WHAT IS REQUIRED> Write out the passage of the post about the Roma, word for word, from "I recently watched" up to and including "in the church.".

Sunday, February 8, 2009

I recently watched an episode of House (season 3 episode 13 if you’re interested) where the patient being treated was a Roma, or Gypsy. Most of the complications in the diagnosis of his condition had to do with the fact that he was Roma and the many implications that came with that fact. The main implication being that they didn’t trust outsiders, and thus didn’t trust the hospital. I am currently working and ministering in an area outside of the capitol city of Macedonia that is well known as a Roma area. We minister there by providing food for around 50 children (some of these 50 are teenagers also) every Monday, Wednesday, and Friday. We hold a children’s church service with somewhere close to 75 kids every Saturday. We are also making plans to launch ministries aimed at reaching and discipling youth, and hopefully grooming some of them for leadership in the church.


The Roma are a people that you can find all over the world, hence their appearance in the hit TV show mentioned above. Unfortunately, they are severely oppressed everywhere they exist. As a culture they are looked down on. We all know that some people tend to cut themselves short and put up walls and limits around what they can do or accomplish in life. Working to break down these walls and limits you put up around yourself is a hard enough task. What happens though, when you have walls and limits that other people or entire cultures put up around you? Now you have to work to overcome these walls and limits. Most people typically come to a point where they have to face one or the other of these walls and limits. They either have to overcome something they put up or something someone else put up around them telling them that they cannot advance beyond this defined point so they shouldn’t even try.

ENTRIES SHOWN>

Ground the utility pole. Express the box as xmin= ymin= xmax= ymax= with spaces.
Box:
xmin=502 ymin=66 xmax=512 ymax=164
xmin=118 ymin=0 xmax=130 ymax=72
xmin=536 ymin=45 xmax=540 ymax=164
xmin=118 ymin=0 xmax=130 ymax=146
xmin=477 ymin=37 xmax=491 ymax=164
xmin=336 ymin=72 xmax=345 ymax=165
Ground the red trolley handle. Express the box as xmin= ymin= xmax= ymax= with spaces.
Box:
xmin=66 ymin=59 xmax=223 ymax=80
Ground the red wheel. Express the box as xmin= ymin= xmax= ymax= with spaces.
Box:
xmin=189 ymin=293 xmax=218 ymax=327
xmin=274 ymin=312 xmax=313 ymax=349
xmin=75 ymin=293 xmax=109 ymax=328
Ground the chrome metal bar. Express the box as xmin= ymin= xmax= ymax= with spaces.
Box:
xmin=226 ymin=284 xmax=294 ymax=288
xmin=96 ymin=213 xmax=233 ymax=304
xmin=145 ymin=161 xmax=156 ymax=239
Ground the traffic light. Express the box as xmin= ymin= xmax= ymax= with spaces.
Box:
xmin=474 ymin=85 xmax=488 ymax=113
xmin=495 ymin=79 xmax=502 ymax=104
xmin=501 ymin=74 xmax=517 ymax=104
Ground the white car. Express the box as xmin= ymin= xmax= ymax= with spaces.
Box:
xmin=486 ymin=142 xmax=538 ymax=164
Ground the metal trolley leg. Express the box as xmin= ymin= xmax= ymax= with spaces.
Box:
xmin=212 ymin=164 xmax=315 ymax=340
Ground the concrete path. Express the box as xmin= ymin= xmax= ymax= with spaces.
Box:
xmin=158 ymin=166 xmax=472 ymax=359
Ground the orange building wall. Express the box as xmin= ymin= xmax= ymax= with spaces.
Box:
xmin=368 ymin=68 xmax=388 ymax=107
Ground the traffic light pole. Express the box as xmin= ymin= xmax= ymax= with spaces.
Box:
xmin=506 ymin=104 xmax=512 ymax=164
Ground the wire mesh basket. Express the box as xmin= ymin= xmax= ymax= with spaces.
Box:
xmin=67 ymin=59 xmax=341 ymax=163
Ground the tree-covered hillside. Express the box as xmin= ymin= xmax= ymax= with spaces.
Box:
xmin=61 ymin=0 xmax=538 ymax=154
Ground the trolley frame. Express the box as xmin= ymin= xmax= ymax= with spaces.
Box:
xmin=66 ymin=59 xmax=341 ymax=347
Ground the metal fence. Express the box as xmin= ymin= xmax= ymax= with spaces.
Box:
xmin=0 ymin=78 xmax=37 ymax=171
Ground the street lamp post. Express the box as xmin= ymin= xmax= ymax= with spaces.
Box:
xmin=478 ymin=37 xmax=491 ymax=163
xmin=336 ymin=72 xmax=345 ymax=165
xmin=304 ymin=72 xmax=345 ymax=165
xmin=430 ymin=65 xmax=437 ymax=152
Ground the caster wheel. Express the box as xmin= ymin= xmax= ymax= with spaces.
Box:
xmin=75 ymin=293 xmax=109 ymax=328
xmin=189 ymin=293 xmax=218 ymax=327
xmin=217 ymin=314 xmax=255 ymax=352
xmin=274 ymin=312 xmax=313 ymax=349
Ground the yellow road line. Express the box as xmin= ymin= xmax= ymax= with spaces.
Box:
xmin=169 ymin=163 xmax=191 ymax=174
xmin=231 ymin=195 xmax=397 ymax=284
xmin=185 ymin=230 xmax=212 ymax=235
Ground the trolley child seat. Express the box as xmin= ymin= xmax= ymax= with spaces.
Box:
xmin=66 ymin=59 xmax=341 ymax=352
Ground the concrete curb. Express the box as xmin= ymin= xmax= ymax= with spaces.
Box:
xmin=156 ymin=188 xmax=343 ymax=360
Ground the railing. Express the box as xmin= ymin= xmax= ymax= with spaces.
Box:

WRITTEN REPLY>
I recently watched an episode of House (season 3 episode 13 if you’re interested) where the patient being treated was a Roma, or Gypsy. Most of the complications in the diagnosis of his condition had to do with the fact that he was Roma and the many implications that came with that fact. The main implication being that they didn’t trust outsiders, and thus didn’t trust the hospital. I am currently working and ministering in an area outside of the capitol city of Macedonia that is well known as a Roma area. We minister there by providing food for around 50 children (some of these 50 are teenagers also) every Monday, Wednesday, and Friday. We hold a children’s church service with somewhere close to 75 kids every Saturday. We are also making plans to launch ministries aimed at reaching and discipling youth, and hopefully grooming some of them for leadership in the church.